begin Supplied data

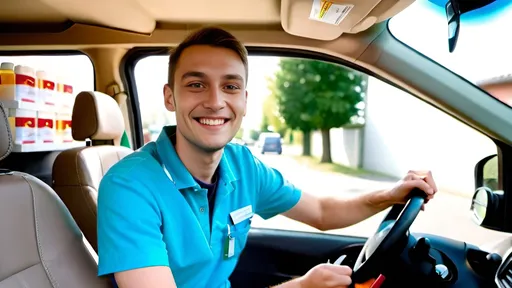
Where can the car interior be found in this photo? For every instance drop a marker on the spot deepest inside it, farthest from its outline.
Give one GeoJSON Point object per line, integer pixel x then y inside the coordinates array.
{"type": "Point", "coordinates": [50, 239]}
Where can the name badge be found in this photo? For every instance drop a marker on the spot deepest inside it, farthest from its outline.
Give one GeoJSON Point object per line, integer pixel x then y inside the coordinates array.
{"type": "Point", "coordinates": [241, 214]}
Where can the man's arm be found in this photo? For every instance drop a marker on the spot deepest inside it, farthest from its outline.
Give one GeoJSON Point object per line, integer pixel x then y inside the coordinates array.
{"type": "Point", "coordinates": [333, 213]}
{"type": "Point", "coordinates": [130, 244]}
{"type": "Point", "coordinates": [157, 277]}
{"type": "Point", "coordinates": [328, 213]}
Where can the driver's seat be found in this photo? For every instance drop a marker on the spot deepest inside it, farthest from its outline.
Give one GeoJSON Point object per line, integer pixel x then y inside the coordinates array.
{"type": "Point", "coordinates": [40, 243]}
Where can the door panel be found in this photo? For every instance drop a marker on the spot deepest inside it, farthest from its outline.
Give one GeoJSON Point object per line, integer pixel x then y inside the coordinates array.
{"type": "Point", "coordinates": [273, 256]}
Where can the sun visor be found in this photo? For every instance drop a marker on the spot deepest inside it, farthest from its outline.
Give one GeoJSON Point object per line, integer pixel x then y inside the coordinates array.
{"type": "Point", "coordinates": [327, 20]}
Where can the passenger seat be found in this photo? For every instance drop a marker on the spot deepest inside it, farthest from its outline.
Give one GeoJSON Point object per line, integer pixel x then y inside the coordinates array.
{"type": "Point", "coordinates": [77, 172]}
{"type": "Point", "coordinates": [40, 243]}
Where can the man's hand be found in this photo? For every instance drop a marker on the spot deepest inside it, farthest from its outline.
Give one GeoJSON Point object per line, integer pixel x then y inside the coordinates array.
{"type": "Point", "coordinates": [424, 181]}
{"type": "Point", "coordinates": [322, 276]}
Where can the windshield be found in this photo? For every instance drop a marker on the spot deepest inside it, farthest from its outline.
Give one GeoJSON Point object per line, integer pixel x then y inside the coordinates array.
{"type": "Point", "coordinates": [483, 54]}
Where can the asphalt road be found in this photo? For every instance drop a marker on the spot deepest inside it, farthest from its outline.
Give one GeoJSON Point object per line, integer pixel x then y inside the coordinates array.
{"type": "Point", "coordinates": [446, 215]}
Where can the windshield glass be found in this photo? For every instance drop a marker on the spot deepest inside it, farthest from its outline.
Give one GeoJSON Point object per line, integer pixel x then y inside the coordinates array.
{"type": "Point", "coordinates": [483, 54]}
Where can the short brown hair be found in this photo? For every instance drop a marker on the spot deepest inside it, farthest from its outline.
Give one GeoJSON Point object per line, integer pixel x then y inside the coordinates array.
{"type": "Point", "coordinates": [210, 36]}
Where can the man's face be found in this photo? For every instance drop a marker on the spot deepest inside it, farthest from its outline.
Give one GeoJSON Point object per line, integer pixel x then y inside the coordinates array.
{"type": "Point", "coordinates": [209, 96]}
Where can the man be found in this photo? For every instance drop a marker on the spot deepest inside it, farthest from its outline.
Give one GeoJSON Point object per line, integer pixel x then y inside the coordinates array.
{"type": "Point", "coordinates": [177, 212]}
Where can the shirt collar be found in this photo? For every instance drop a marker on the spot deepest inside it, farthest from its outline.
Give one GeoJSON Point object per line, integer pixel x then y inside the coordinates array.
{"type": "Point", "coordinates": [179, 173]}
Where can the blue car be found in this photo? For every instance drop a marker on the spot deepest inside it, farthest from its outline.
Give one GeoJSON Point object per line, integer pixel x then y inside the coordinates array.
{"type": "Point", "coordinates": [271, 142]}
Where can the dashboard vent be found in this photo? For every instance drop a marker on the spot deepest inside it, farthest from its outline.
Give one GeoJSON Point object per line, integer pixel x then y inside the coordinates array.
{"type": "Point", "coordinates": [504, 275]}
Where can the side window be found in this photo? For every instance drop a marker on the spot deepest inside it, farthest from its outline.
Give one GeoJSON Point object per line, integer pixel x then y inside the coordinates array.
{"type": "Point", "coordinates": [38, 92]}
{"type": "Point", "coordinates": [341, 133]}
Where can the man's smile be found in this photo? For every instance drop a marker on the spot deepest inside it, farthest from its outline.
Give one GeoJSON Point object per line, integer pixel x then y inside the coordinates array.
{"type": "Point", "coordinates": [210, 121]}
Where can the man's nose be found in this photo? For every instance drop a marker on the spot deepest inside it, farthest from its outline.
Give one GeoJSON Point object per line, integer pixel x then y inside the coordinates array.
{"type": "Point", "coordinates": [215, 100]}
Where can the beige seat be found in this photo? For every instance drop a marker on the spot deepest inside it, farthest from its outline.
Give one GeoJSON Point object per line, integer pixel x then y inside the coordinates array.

end Supplied data

Aim of the exercise: Put all of the data above into a Markdown table with two columns, "Row" for the row number and "Line" for the line itself, leaving out blank lines and the pictures.

Solution for this task:
| Row | Line |
|---|---|
| 1 | Where can the car interior be found in this photo? For every instance drop a marker on the spot deepest inside it, farthest from its outline. |
| 2 | Give one GeoJSON Point object per line, integer pixel x then y inside the coordinates array. |
| 3 | {"type": "Point", "coordinates": [50, 239]} |
| 4 | Where can the name badge be found in this photo? For every instance drop a marker on the spot deepest inside it, farthest from its outline. |
| 5 | Give one GeoJSON Point object per line, integer pixel x then y inside the coordinates array. |
| 6 | {"type": "Point", "coordinates": [241, 214]} |
| 7 | Where can the man's arm be found in this photo? For every instance drop a marker on the spot deepest inside it, farthest from its outline. |
| 8 | Give one GeoJSON Point object per line, integer pixel x then y inside the coordinates array. |
| 9 | {"type": "Point", "coordinates": [333, 213]} |
| 10 | {"type": "Point", "coordinates": [130, 244]} |
| 11 | {"type": "Point", "coordinates": [157, 277]} |
| 12 | {"type": "Point", "coordinates": [328, 213]} |
| 13 | Where can the driver's seat be found in this photo? For every instance drop a marker on the spot deepest inside it, farthest from its outline. |
| 14 | Give one GeoJSON Point object per line, integer pixel x then y inside the coordinates array. |
| 15 | {"type": "Point", "coordinates": [40, 243]} |
| 16 | Where can the door panel be found in this photo? For every instance drop a marker on the spot deepest inside it, farthest from its outline. |
| 17 | Give one GeoJSON Point object per line, integer pixel x then y inside the coordinates array. |
| 18 | {"type": "Point", "coordinates": [273, 256]} |
| 19 | Where can the sun visor be found in this photo? For every instance drop a marker on the spot deepest inside it, farthest from its outline. |
| 20 | Give one GeoJSON Point object per line, integer pixel x then y inside the coordinates array. |
| 21 | {"type": "Point", "coordinates": [327, 20]} |
| 22 | Where can the passenger seat be found in this photo? For every instance drop a marker on the spot deepest inside it, farthest from its outline. |
| 23 | Give one GeoJSON Point object per line, integer pixel x then y inside the coordinates array. |
| 24 | {"type": "Point", "coordinates": [77, 172]} |
| 25 | {"type": "Point", "coordinates": [40, 243]} |
| 26 | Where can the man's hand be found in this photo? For every instance drop a marker on the spot deepest inside it, farthest from its outline. |
| 27 | Give one GeoJSON Point object per line, integer pixel x then y inside the coordinates array. |
| 28 | {"type": "Point", "coordinates": [424, 181]} |
| 29 | {"type": "Point", "coordinates": [322, 276]} |
| 30 | Where can the windshield be found in this photo? For every instance drop a marker on the spot deepest inside it, farthest from its outline. |
| 31 | Give one GeoJSON Point object per line, integer pixel x then y inside the coordinates array. |
| 32 | {"type": "Point", "coordinates": [483, 54]} |
| 33 | Where can the asphalt road be found in this photo? For every instance drop a marker on the spot deepest inside it, farthest from its outline. |
| 34 | Give one GeoJSON Point object per line, integer pixel x then y inside the coordinates array. |
| 35 | {"type": "Point", "coordinates": [446, 215]} |
| 36 | Where can the windshield glass be found in this photo? For every instance drop a marker on the spot deepest inside it, farthest from its outline. |
| 37 | Give one GeoJSON Point object per line, integer pixel x then y inside the coordinates array. |
| 38 | {"type": "Point", "coordinates": [483, 54]} |
| 39 | Where can the short brown hair be found in this photo? For every instance drop a marker on the spot deepest inside it, farthest from its outline. |
| 40 | Give one GeoJSON Point object per line, integer pixel x then y inside the coordinates array. |
| 41 | {"type": "Point", "coordinates": [210, 36]} |
| 42 | Where can the man's face be found in this photo? For every instance drop a marker on the spot deepest inside it, farthest from its outline. |
| 43 | Give one GeoJSON Point object per line, integer pixel x then y inside the coordinates array. |
| 44 | {"type": "Point", "coordinates": [209, 96]} |
| 45 | Where can the man be found in this photo? For every instance drop a marker on the spot deepest inside it, farthest from its outline. |
| 46 | Give one GeoJSON Point object per line, integer pixel x then y inside the coordinates array. |
| 47 | {"type": "Point", "coordinates": [177, 212]} |
| 48 | Where can the shirt collar be found in this photo? For every instance drop a marker on the spot deepest inside it, farthest from its outline. |
| 49 | Give one GeoJSON Point object per line, integer pixel x then y inside the coordinates array. |
| 50 | {"type": "Point", "coordinates": [179, 173]} |
| 51 | Where can the blue car be found in this photo? For every instance drop a marker on the spot deepest inside it, farthest from its outline. |
| 52 | Give one GeoJSON Point object per line, integer pixel x then y inside the coordinates array. |
| 53 | {"type": "Point", "coordinates": [271, 142]} |
| 54 | Where can the dashboard vent be found in this photo? For every instance drop a marker on the spot deepest inside it, farthest from its outline. |
| 55 | Give one GeoJSON Point object per line, integer pixel x then y inside the coordinates array. |
| 56 | {"type": "Point", "coordinates": [504, 275]} |
| 57 | Where can the side window be found in this photo? For every instance drop a marker on the spot deepest inside it, farthest from its outline. |
| 58 | Give one GeoJSON Point object per line, integer pixel x then y inside the coordinates array. |
| 59 | {"type": "Point", "coordinates": [38, 92]} |
| 60 | {"type": "Point", "coordinates": [341, 133]} |
| 61 | Where can the man's smile be found in this photo? For every instance drop a marker on the spot deepest inside it, farthest from its outline. |
| 62 | Give one GeoJSON Point object per line, integer pixel x then y inside the coordinates array. |
| 63 | {"type": "Point", "coordinates": [210, 121]} |
| 64 | Where can the man's nose be found in this photo? For every instance drop a marker on the spot deepest inside it, farthest from its outline. |
| 65 | Give one GeoJSON Point object per line, integer pixel x then y inside the coordinates array. |
| 66 | {"type": "Point", "coordinates": [215, 100]} |
| 67 | Where can the beige seat be found in this photo? For every instance drop a marker on the spot deepest inside it, farthest from its outline. |
| 68 | Give one GeoJSON Point object per line, integer pixel x then y inside the coordinates array. |